### [WRITTEN REQUEST]
Print the listing that follows, character for character.

Location annotation dataset excerpts
↓

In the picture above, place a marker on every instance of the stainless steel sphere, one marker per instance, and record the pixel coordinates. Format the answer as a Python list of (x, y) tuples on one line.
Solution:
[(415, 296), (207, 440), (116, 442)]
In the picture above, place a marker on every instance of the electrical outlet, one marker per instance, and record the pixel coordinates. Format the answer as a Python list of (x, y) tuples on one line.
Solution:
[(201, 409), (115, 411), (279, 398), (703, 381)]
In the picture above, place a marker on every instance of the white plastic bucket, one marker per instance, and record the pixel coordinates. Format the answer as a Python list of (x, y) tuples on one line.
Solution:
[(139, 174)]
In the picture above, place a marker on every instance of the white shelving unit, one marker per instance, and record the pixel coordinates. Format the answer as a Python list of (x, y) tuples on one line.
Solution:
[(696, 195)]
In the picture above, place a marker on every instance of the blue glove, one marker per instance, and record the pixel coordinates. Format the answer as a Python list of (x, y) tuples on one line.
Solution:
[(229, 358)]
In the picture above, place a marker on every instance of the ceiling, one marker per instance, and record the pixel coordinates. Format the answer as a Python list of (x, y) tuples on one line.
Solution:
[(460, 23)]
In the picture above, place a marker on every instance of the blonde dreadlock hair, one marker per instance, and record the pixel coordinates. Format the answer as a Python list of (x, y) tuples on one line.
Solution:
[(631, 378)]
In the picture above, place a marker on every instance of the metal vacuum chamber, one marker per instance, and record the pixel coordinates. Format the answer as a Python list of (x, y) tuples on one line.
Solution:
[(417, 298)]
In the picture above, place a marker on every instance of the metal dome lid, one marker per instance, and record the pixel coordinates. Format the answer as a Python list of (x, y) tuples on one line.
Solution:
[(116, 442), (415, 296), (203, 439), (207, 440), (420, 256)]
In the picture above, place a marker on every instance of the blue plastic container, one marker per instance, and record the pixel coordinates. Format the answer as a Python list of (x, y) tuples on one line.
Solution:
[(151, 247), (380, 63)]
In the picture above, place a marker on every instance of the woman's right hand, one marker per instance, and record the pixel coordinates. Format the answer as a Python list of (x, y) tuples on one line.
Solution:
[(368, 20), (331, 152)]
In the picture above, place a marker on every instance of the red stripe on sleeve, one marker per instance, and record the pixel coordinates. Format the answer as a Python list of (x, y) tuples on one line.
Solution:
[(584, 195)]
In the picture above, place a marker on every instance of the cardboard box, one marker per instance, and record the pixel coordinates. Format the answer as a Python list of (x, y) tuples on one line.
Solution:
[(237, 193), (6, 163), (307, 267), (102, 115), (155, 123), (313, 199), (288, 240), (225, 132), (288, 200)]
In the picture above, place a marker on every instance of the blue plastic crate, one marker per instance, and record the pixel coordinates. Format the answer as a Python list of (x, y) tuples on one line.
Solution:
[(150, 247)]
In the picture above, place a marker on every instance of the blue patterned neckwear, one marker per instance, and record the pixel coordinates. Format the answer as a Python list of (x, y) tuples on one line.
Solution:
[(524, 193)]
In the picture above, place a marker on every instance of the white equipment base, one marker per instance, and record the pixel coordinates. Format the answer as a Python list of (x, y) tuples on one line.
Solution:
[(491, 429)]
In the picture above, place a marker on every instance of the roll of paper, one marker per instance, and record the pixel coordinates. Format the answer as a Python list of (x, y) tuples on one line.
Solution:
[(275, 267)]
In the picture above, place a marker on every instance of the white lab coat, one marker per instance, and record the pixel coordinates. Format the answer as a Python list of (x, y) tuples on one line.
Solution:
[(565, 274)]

↑

### [REPLY TO THE TASK]
In the picture above, place a marker on every instance of the stainless steel sphere, one marker per instance, and record the pixel coordinates. Format the answer as a Python list of (x, y) tuples on one line.
Solution:
[(415, 296), (207, 440), (116, 442)]
In the picture above, place a marker on every instance of the electrical outlet, one marker per instance, and record the pixel coordinates. Format the answer as a Python list of (x, y) tuples on one line.
Solution:
[(201, 409), (115, 411), (279, 398), (703, 381)]
In the picture above, place a marker on every instance of the white plastic bucket, one marker per instance, and record the pixel coordinates. Format the answer as a Python list of (x, y) tuples on one line.
Solution:
[(139, 174)]
In the picture above, place a marker on every instance of the white shelving unit, one marker per instance, and record the pixel coordinates. Format the answer as a Python list of (x, y) tuples on one line.
Solution:
[(696, 195)]
In the picture above, place a marker on every instance of the blue glove, one marker per instance, and record the pixel coordinates. Format the answer as a Python list of (x, y) tuples on one line.
Solution:
[(229, 358)]
In the picture above, place a marker on every instance of the ceiling, one marker per instance, and record the pixel coordinates. Format the answer as a Python list of (x, y) tuples on one line.
Solution:
[(460, 23)]
In the picture above, place a marker on every instance of the blonde dreadlock hair, one marker per instance, and record the pixel coordinates. Format the answer as a Python list of (x, y) tuples on one line.
Solution:
[(631, 378)]
In the picture above, place a marker on every instance of the metal vacuum chamber, one marker per instance, and record the pixel coordinates. Format the answer as a Python list of (x, y) tuples on one line.
Solution:
[(417, 298)]
In the picture above, place a marker on every instance of the metal dome lid, one marker per instance, and record the pixel coordinates. Format the answer as a Python list of (x, y) tuples on one line.
Solution:
[(116, 442), (415, 296), (203, 439), (207, 440), (420, 256)]
In the picture above, place a marker on every instance of the blue plastic container, one marker per instance, and record the pixel coordinates. Format the answer as a Python list of (x, y) tuples on one line.
Solution:
[(151, 247), (380, 63)]
In the picture above, place a marker on every instance of the woman's right hand, one marker per instance, and record the pixel coordinates. Format the answer as a Python list of (x, y) tuples on one line.
Solution:
[(368, 20), (331, 152)]
In the picture above, place a marker on every instance of the red stripe on sleeve, one marker per instance, and record the pixel coordinates. Format the answer as a Python list of (x, y) tuples on one line.
Solution:
[(584, 195)]
In the picture above, place a marker on every instance of the cardboard box, one marker per instance, and record the pixel coordinates. Format the answer as a Python list of (x, y) tuples on one line.
Solution:
[(237, 193), (6, 163), (307, 267), (102, 115), (155, 123), (313, 199), (288, 240), (225, 132), (288, 200)]
In the picture above, place a marker on every instance of the blue plastic crate, one marker per instance, and record the pixel coordinates. Format the answer as a Python list of (x, y) tuples on one line.
Solution:
[(150, 247)]
In the picture above, place a marker on every instance of the blue patterned neckwear, one marker per instance, and record the pixel coordinates. Format the answer as a Python list of (x, y) tuples on one line.
Solution:
[(524, 193)]
In the picture above, place a marker on every instance of the white equipment base, one marker per instance, and record the pixel coordinates. Format the answer as a Python list of (x, y) tuples on one line.
Solution:
[(491, 429)]
In the picture above, place a marker on every instance of the roll of paper, one marker per instance, and record the pixel coordinates. Format the answer as a Python list of (x, y) tuples on one line.
Solution:
[(275, 267)]
In the picture above, place a marker on every instance of the white lab coat, one marker per instance, and record the pixel coordinates. Format the answer as a Python list of (x, y) tuples on one line.
Solution:
[(565, 274)]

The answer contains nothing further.